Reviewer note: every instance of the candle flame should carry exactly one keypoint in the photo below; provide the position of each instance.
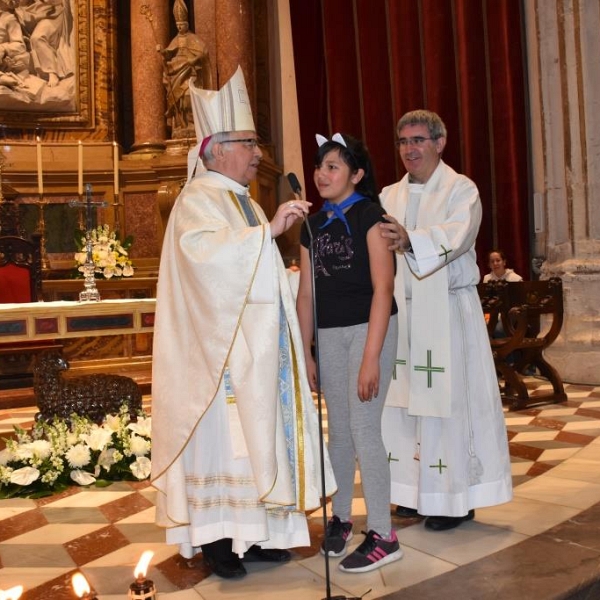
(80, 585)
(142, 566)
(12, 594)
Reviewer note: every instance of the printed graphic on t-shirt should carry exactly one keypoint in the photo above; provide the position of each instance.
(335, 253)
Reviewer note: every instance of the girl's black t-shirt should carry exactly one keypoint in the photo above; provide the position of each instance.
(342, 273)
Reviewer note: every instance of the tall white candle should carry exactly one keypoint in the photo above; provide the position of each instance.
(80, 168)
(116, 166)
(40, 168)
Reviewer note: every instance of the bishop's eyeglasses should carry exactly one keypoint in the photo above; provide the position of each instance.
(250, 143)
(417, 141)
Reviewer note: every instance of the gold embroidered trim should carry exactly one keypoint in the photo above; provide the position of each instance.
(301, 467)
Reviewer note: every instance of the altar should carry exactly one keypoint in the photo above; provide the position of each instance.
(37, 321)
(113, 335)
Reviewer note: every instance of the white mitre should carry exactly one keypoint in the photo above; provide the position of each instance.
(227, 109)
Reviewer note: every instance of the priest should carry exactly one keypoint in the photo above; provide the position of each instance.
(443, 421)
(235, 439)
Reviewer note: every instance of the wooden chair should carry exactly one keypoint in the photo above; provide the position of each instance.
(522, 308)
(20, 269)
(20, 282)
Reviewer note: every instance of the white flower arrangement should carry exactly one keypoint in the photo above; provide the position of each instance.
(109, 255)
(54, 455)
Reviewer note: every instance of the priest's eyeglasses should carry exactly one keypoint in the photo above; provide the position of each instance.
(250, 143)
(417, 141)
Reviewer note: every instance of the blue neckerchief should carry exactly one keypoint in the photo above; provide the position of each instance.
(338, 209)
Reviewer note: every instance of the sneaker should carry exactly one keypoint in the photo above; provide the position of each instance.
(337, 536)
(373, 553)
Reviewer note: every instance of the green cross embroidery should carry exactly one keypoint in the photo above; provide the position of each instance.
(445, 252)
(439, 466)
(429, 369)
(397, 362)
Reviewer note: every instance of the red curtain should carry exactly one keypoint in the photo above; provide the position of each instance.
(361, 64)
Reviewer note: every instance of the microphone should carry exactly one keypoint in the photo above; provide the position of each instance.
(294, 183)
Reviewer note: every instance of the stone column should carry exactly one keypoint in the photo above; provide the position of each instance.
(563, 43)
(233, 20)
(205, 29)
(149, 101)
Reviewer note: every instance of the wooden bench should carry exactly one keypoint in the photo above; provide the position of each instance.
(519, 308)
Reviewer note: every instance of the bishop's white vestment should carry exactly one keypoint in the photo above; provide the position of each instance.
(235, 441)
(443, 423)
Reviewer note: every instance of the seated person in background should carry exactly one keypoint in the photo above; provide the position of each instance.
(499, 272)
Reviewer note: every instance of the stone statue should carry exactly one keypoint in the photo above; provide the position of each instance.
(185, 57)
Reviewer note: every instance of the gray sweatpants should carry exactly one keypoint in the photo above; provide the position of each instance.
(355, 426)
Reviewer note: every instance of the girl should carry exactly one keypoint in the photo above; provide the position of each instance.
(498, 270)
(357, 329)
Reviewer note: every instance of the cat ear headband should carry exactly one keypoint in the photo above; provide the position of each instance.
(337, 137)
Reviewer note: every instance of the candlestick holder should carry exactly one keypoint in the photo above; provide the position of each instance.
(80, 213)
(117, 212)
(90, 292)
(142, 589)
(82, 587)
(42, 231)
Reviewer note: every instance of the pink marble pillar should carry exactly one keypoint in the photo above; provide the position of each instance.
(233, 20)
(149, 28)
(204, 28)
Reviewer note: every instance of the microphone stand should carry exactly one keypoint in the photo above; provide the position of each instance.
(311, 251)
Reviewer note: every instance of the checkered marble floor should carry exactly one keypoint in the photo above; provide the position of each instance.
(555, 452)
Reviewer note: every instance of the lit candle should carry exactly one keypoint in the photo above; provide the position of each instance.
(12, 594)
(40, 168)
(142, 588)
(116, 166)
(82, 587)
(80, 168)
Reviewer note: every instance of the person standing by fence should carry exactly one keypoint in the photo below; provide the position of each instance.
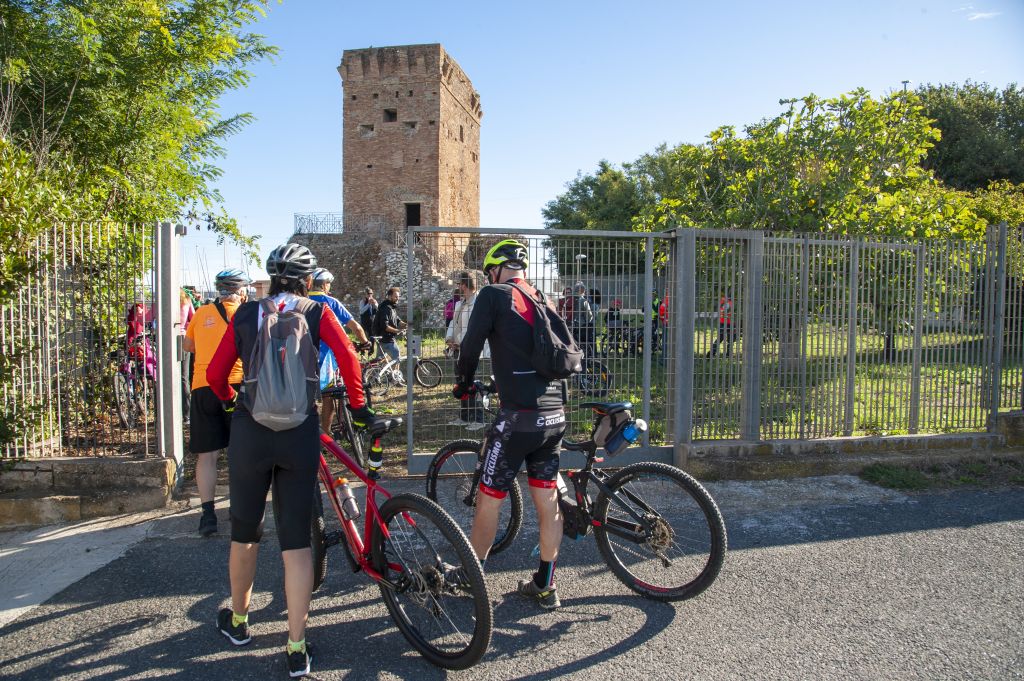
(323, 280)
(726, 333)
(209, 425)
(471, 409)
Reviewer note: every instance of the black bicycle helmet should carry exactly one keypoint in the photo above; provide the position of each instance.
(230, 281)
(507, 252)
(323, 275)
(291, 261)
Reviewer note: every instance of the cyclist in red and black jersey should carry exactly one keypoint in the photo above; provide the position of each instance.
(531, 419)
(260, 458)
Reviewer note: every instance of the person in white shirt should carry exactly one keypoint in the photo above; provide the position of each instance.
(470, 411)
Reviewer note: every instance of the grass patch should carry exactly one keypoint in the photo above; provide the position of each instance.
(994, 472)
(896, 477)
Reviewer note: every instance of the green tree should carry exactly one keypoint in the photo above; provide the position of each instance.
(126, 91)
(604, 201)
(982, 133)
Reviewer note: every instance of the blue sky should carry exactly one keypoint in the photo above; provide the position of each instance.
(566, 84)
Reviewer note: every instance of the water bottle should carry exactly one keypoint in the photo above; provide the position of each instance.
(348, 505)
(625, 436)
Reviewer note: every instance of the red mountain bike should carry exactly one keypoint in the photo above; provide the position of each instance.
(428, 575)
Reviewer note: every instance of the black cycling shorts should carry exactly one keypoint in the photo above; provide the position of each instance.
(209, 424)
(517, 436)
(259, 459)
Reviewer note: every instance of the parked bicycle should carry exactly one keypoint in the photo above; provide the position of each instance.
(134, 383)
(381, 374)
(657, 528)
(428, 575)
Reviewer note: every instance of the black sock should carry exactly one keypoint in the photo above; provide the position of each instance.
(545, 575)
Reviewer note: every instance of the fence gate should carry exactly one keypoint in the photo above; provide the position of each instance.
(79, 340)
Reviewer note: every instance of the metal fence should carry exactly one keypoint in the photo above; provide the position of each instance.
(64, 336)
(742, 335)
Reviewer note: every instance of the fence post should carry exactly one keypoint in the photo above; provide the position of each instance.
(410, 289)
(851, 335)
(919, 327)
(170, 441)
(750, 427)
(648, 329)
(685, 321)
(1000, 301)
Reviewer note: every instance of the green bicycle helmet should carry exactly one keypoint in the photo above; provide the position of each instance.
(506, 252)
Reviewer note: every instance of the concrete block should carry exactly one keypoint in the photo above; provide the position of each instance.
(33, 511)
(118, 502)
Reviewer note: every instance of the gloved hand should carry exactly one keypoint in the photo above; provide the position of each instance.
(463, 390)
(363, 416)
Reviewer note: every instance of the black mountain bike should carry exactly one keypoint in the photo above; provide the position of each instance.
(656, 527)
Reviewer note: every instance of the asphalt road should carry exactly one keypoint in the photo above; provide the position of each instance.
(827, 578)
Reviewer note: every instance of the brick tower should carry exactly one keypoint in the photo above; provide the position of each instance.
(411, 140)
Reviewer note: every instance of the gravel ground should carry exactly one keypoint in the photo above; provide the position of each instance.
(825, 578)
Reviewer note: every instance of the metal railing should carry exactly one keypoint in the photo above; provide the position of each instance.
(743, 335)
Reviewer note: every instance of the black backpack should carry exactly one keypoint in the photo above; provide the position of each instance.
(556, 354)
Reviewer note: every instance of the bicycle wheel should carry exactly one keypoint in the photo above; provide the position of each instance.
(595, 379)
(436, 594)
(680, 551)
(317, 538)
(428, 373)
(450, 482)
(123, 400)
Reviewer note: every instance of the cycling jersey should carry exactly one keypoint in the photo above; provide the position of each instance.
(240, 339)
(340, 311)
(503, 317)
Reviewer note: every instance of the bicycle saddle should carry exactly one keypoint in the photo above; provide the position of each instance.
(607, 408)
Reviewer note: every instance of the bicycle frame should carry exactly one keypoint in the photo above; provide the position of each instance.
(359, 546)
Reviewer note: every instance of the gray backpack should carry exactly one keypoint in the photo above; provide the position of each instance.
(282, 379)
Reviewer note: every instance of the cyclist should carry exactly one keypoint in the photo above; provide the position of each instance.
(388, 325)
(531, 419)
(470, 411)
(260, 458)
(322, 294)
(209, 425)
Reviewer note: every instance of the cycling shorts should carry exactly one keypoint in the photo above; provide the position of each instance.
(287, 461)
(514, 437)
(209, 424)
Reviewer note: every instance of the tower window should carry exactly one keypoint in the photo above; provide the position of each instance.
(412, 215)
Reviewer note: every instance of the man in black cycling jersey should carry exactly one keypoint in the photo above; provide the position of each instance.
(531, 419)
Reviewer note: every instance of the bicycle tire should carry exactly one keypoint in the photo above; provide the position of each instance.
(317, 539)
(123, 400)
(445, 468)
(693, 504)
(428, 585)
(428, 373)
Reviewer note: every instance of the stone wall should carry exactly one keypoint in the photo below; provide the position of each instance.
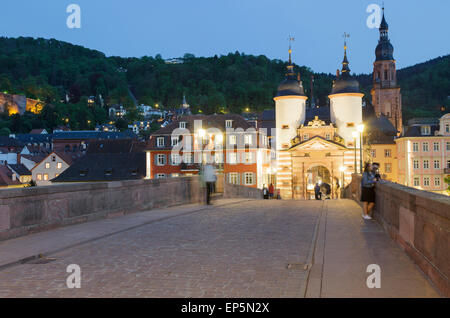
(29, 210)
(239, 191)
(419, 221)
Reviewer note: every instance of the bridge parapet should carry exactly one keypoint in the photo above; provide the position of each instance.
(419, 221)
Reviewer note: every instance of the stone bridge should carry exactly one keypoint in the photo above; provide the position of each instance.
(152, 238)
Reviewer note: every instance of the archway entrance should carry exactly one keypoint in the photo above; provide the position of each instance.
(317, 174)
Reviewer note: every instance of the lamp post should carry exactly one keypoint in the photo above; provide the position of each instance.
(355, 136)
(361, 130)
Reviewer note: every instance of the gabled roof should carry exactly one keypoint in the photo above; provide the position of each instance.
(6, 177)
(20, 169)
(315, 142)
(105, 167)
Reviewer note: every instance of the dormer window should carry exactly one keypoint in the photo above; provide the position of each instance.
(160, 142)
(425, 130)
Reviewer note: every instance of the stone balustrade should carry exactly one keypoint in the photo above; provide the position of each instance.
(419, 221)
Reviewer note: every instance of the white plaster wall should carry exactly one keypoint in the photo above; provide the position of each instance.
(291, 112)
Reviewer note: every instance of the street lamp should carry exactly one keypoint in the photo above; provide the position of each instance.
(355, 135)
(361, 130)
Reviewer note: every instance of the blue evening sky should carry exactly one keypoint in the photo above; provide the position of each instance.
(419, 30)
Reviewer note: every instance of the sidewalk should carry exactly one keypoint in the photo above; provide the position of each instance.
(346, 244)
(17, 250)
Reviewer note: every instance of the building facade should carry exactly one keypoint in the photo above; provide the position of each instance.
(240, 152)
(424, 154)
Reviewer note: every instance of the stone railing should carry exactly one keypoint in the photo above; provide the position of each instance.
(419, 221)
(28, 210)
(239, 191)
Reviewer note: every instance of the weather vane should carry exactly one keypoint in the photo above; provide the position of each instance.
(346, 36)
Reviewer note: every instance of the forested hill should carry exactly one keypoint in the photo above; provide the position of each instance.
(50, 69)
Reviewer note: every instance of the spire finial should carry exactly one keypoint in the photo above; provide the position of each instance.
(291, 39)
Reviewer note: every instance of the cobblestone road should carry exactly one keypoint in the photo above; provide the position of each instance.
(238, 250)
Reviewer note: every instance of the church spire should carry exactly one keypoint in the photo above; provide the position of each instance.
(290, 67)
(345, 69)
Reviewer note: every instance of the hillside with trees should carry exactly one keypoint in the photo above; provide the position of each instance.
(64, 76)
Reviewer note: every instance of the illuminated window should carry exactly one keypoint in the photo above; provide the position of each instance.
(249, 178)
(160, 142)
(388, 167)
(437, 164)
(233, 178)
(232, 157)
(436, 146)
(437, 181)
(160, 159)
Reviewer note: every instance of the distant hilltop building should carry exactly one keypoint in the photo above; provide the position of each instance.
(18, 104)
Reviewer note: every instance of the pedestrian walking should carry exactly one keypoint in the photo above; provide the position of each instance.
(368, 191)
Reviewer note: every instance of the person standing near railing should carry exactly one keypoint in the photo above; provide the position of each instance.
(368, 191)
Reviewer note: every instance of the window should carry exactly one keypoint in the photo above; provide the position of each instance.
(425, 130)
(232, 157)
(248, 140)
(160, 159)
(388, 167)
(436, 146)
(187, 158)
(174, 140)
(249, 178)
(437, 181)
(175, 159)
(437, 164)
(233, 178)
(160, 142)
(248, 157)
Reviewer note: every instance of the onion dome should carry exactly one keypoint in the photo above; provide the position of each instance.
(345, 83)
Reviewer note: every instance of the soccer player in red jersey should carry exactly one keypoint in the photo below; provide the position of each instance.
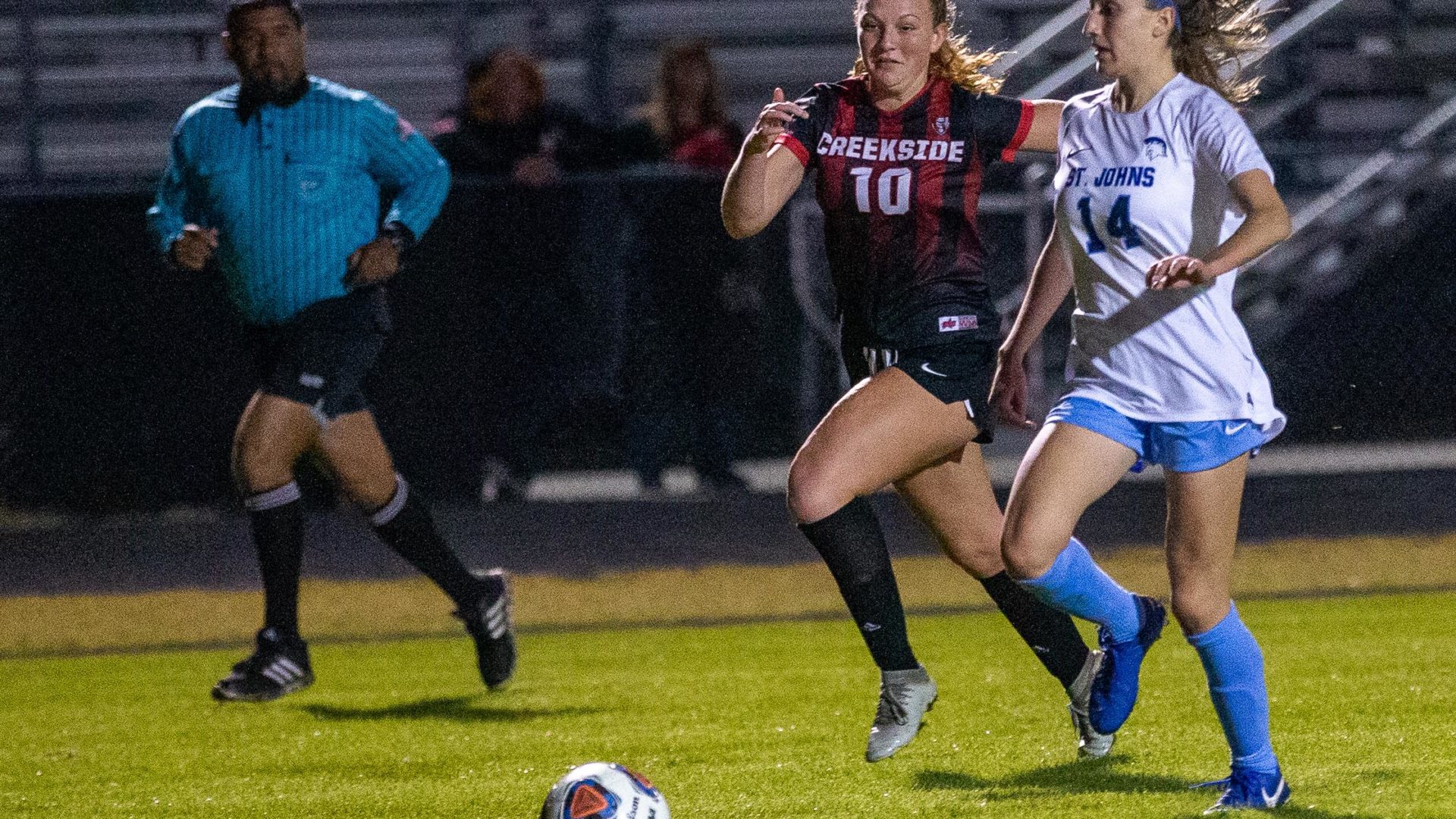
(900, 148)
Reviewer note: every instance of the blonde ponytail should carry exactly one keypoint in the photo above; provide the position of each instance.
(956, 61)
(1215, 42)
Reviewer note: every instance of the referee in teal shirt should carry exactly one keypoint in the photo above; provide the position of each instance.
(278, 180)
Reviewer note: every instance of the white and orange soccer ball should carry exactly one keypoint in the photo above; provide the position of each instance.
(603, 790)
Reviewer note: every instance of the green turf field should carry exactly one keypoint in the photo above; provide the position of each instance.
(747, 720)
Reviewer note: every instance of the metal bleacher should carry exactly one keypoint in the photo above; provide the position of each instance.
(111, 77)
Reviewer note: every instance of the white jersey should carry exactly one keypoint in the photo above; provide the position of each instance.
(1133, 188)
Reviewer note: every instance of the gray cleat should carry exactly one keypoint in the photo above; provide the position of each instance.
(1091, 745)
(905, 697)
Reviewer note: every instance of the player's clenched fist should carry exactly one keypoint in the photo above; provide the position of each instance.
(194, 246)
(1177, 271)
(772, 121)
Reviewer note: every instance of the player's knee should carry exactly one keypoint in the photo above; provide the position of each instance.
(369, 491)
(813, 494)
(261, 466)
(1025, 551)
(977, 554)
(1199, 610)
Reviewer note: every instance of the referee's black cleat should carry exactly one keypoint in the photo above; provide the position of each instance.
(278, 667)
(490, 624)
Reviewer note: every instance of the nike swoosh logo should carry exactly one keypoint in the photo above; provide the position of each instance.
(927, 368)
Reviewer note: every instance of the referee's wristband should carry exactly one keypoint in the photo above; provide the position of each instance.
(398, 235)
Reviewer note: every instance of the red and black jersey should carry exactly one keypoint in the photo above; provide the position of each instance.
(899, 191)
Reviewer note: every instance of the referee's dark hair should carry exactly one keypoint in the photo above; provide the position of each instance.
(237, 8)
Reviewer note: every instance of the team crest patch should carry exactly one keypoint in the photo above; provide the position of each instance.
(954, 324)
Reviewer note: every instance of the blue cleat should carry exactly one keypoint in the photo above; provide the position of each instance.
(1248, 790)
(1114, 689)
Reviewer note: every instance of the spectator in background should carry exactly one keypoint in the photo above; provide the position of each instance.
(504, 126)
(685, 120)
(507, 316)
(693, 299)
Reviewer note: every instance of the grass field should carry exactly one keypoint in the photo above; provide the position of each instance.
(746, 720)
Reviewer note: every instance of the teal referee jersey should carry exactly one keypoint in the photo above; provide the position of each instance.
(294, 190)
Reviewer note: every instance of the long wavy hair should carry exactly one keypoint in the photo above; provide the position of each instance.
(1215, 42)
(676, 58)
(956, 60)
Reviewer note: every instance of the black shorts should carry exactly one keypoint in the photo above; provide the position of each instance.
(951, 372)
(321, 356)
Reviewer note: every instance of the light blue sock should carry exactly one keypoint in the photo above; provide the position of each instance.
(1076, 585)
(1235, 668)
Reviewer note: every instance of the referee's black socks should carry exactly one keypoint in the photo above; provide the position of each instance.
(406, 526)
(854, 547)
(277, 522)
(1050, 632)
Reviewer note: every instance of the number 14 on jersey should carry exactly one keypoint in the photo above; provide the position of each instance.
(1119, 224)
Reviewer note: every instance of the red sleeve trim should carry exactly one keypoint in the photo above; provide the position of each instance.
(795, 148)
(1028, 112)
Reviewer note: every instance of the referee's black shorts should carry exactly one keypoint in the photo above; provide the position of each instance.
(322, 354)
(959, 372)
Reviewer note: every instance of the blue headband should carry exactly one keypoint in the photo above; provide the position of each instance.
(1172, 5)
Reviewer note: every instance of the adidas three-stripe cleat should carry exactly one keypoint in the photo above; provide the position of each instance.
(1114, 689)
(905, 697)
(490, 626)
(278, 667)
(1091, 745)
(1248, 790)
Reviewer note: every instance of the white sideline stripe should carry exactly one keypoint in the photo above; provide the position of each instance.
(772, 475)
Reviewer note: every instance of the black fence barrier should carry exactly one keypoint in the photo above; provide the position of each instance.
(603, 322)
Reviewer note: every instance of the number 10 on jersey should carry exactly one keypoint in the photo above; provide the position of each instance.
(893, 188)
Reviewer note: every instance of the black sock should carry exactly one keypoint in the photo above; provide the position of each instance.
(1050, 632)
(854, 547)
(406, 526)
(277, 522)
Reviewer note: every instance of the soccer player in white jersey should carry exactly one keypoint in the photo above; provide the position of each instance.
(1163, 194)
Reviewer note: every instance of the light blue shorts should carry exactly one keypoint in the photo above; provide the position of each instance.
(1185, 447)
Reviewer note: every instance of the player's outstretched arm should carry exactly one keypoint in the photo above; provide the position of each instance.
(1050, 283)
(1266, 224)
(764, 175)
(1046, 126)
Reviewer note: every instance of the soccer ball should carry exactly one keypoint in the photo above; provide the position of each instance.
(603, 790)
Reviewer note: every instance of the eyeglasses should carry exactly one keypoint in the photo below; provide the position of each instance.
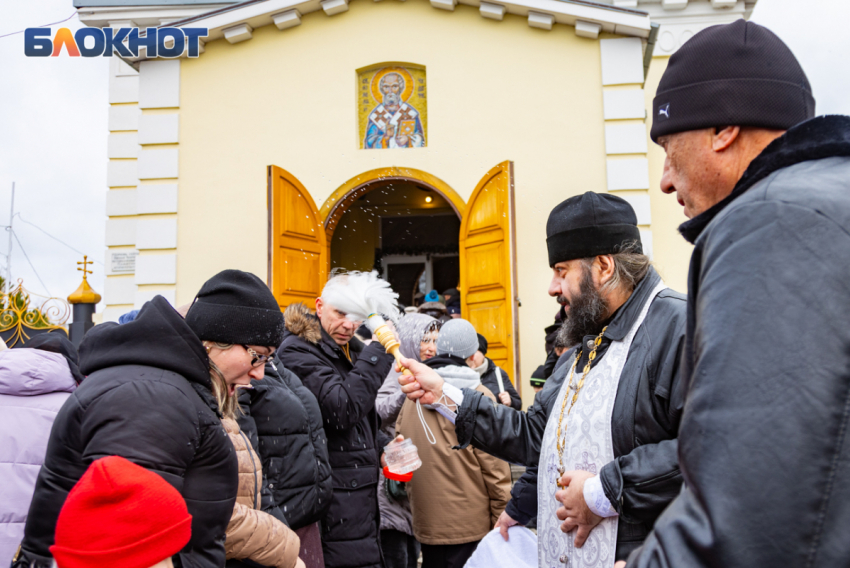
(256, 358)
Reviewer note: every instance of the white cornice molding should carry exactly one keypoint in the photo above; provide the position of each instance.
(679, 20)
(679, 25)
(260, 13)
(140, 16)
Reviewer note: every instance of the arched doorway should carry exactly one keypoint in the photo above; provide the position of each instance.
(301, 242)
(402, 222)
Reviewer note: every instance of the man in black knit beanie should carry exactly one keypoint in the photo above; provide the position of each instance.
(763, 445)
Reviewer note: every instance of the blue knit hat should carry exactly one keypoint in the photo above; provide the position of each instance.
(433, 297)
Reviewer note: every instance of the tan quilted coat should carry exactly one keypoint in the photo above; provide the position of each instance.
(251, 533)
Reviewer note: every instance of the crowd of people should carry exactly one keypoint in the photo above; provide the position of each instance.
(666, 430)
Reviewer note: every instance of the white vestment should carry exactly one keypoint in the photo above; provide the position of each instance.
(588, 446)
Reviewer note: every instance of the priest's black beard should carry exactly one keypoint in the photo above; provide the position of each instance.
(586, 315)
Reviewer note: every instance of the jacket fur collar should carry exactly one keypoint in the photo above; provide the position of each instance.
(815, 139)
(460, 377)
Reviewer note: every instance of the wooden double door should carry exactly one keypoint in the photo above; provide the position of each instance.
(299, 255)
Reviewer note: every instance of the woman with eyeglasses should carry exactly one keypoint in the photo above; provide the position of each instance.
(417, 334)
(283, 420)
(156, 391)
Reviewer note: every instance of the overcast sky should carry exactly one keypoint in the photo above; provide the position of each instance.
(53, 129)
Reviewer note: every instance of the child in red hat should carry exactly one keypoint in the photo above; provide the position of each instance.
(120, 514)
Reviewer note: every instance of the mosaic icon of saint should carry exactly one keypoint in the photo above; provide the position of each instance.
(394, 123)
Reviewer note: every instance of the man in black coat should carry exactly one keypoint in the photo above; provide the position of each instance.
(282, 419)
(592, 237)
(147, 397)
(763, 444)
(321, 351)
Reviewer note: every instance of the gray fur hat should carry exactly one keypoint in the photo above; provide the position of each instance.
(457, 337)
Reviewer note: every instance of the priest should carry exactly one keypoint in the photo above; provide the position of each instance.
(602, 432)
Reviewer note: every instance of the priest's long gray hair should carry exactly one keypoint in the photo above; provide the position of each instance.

----

◆ To do ◆
Output the line holding "Reviewer note: every instance of the gray fur", then every later line through the end of the records above, exactly as given and nothing else.

◆ Result ◆
Reviewer note: every instance of the gray fur hat should carry exactly one keypoint in the photo above; provide the position of each instance.
(457, 337)
Reviewer note: every instance of the priest should carry exactly one keypoint in the photo above; provide the position of each instance.
(602, 432)
Reviewer note: every instance of the priest's long gray hair should carry exactly one keypoint in the photo above; provide the position of each instance.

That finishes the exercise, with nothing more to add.